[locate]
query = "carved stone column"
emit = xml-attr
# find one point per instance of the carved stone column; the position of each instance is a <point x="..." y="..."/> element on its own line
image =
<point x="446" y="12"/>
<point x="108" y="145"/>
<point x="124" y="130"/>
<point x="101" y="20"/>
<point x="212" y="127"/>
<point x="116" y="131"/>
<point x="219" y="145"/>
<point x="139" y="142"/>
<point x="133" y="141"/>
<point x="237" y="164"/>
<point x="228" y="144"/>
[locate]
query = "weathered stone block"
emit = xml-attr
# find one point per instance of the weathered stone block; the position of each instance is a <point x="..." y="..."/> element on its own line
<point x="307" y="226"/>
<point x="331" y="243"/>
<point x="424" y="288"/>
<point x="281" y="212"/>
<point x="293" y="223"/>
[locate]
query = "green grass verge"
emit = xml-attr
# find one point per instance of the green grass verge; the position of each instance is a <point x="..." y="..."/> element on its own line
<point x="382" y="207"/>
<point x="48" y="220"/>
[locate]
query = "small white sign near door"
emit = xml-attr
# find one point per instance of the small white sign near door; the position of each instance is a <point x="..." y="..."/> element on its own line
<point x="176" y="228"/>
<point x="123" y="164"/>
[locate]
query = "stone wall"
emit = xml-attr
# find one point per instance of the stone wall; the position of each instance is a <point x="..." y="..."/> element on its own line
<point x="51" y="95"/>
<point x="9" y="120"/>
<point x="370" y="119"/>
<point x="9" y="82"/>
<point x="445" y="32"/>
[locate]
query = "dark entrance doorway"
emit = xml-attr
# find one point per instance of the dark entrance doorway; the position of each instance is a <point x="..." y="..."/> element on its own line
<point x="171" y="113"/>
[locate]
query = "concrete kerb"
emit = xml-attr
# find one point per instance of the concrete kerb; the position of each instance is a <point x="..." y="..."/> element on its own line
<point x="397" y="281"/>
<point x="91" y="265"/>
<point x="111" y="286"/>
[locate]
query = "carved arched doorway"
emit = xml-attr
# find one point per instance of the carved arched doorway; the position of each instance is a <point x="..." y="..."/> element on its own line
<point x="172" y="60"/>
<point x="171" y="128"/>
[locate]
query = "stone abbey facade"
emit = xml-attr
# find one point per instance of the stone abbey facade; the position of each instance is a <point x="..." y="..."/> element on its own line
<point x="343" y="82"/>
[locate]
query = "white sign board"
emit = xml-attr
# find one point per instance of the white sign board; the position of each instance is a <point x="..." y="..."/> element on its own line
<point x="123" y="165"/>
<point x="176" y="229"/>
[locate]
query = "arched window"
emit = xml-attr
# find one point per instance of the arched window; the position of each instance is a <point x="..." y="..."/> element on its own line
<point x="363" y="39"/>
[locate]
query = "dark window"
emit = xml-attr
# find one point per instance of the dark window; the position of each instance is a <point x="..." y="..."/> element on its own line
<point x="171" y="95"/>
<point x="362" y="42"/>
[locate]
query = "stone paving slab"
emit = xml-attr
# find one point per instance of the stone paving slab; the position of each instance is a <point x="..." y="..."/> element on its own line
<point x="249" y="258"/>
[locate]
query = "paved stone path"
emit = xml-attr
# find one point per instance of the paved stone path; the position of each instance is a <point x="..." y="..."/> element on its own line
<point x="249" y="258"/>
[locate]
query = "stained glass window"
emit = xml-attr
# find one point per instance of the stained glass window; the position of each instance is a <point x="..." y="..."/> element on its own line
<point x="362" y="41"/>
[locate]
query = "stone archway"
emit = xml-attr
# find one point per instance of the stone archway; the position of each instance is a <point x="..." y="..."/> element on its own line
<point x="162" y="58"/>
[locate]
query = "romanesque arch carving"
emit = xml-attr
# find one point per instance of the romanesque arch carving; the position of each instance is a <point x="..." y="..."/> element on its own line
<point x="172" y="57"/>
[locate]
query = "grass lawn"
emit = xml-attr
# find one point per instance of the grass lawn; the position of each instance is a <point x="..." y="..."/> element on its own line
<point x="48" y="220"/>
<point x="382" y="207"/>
━━━━━━━━━━━━━━━━━━━━━━━━━━━━━━
WHAT TO DO ▸ Filter the records, keeping only lines that contain "column", and show those lines.

RESPONSE TO THIS EXERCISE ▸
query = "carved stone column"
# find one point per instance of the carved stone column; the position of each instance is a <point x="..." y="..."/> element on its own line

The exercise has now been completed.